→ **WRITTEN PROBLEM**
Could you give back the lines between the one holding "This is a quality-assurance pass. Enumerate every street" and the one holding "xmin=179 ymin=271 xmax=183 ymax=308", inclusive, with "street lamp" changed to "lamppost" and nothing else altered?

[START OF DATA FOR THE TASK]

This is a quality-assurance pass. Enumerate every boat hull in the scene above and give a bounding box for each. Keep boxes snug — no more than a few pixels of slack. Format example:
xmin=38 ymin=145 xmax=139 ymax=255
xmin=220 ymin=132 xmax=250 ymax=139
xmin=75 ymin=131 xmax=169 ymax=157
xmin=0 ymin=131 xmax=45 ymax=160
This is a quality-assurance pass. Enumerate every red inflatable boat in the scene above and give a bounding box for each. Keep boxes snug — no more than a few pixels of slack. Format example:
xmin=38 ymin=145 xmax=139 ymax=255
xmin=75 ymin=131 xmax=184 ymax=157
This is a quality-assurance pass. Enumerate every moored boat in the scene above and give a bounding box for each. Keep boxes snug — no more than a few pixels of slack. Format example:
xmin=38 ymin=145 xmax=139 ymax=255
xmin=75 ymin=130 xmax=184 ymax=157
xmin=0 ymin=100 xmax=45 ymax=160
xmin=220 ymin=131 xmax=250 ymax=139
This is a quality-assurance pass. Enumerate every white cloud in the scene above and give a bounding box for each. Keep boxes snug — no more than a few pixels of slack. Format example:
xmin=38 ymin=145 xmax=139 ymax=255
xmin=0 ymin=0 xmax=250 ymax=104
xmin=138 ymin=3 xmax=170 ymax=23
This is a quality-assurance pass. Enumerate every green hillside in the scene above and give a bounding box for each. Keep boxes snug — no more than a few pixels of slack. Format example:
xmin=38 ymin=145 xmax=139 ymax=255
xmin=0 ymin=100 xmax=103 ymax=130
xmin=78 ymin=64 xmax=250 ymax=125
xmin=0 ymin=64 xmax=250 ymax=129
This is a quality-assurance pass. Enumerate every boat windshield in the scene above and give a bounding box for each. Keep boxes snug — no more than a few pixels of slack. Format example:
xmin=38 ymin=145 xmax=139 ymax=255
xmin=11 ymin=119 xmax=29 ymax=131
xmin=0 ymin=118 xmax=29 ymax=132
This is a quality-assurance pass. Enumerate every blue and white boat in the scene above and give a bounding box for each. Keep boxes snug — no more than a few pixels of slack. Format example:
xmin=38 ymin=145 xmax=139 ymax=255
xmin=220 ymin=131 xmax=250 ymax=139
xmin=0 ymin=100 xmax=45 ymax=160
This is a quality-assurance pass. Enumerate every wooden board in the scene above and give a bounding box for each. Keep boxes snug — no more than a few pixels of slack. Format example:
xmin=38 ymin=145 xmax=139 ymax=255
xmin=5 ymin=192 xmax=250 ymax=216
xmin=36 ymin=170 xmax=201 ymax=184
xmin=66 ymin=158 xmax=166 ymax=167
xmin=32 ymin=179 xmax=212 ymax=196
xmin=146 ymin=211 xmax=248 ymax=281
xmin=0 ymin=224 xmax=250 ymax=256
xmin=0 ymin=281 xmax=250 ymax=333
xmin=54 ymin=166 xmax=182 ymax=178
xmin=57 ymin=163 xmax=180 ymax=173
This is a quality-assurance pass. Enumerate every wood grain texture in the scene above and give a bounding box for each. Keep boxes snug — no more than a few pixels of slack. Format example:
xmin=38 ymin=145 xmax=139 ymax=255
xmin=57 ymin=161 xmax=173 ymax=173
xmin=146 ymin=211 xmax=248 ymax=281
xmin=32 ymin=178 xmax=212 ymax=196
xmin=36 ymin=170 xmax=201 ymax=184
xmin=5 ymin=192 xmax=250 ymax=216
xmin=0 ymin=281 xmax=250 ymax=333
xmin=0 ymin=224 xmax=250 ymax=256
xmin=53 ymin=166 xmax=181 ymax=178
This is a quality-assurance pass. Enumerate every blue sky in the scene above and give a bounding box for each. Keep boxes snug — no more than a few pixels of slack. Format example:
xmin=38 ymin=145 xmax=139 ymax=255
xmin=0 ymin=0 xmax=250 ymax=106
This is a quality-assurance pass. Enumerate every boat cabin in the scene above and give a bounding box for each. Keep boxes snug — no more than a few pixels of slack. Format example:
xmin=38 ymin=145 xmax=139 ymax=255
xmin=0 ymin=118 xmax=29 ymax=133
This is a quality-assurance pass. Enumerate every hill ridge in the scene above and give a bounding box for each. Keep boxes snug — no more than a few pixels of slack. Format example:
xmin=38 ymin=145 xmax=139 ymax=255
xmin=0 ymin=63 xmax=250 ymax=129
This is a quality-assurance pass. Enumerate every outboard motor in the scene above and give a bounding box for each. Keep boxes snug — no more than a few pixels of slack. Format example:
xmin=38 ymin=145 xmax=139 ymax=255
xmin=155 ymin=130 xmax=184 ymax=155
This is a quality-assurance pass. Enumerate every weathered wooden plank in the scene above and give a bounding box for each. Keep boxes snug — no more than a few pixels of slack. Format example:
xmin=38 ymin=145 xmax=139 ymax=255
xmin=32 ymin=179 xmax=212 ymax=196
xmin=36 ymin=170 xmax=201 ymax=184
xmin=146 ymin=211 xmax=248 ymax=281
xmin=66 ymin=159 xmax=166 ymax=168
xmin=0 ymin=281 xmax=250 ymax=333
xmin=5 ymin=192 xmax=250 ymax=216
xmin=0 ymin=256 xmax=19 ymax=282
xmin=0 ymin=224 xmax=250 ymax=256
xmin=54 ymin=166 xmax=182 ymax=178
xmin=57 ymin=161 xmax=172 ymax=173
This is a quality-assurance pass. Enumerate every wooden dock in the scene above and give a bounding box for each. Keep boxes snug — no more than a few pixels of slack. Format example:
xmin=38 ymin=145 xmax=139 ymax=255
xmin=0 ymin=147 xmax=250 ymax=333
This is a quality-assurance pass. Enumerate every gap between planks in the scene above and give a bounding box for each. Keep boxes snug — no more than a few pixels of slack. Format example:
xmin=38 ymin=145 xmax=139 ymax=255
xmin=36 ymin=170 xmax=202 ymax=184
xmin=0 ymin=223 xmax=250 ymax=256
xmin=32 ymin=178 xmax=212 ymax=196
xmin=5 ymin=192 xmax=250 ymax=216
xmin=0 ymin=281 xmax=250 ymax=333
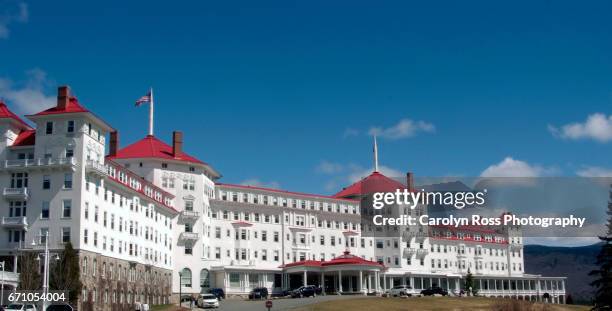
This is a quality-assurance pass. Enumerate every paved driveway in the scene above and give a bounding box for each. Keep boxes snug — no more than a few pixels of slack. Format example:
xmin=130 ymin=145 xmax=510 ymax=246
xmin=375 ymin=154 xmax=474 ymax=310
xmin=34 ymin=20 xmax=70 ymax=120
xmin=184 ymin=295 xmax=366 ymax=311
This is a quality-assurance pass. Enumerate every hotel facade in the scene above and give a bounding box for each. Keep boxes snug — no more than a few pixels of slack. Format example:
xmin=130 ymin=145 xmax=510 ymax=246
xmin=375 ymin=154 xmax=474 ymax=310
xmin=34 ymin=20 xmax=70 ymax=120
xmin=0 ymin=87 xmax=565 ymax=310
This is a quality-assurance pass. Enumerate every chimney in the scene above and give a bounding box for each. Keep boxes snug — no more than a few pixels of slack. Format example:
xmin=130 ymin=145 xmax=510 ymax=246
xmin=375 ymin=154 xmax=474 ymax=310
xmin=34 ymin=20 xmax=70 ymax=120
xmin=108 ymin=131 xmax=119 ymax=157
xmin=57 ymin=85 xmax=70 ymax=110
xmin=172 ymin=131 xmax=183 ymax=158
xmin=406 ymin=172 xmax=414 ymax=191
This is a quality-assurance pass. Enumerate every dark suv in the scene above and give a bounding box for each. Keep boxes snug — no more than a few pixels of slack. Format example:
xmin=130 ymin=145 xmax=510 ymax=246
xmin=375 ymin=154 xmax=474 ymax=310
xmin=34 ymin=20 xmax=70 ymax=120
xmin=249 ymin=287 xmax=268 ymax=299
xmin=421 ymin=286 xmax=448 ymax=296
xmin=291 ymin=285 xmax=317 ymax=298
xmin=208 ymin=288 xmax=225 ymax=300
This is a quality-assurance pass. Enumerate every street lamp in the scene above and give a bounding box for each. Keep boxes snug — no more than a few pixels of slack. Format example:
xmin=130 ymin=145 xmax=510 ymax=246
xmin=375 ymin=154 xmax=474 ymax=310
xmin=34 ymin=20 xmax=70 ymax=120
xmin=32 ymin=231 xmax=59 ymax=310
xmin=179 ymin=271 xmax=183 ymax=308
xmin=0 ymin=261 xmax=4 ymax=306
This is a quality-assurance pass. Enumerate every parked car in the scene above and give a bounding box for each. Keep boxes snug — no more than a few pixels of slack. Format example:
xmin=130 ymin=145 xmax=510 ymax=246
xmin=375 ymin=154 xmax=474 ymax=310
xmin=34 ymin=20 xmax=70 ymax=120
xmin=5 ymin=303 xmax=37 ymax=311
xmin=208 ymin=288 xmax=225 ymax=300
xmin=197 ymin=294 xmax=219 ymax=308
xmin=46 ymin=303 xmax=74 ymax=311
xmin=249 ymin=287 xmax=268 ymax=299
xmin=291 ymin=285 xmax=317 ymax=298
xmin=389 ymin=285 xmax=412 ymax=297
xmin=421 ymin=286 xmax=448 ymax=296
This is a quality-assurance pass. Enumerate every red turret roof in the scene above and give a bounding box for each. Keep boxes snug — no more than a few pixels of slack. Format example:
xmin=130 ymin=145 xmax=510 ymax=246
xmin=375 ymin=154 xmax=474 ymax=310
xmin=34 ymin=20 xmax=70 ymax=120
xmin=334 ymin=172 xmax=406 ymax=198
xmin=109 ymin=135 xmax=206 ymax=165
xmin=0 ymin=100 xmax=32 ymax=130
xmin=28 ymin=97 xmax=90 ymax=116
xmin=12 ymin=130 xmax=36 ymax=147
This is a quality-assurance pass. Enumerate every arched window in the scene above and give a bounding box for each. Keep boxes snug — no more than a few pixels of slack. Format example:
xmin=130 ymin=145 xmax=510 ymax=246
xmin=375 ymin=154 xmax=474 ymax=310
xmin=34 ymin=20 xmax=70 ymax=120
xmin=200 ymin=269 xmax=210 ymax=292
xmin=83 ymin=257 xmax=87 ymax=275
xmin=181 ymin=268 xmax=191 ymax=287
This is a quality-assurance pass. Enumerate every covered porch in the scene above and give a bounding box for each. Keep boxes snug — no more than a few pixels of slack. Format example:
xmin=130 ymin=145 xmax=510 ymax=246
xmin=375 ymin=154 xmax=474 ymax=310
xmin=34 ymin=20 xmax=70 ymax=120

[END OF DATA FOR THE TASK]

→ **WRITTEN ANSWER**
This is a quality-assurance pass. Enumerate every lamppost in the scene above and give a bounding box for each. Keep boxes snug — no more than a few pixels of slack. Format example:
xmin=130 ymin=145 xmax=510 ymax=246
xmin=375 ymin=154 xmax=474 ymax=310
xmin=34 ymin=20 xmax=70 ymax=120
xmin=32 ymin=231 xmax=59 ymax=310
xmin=179 ymin=271 xmax=183 ymax=308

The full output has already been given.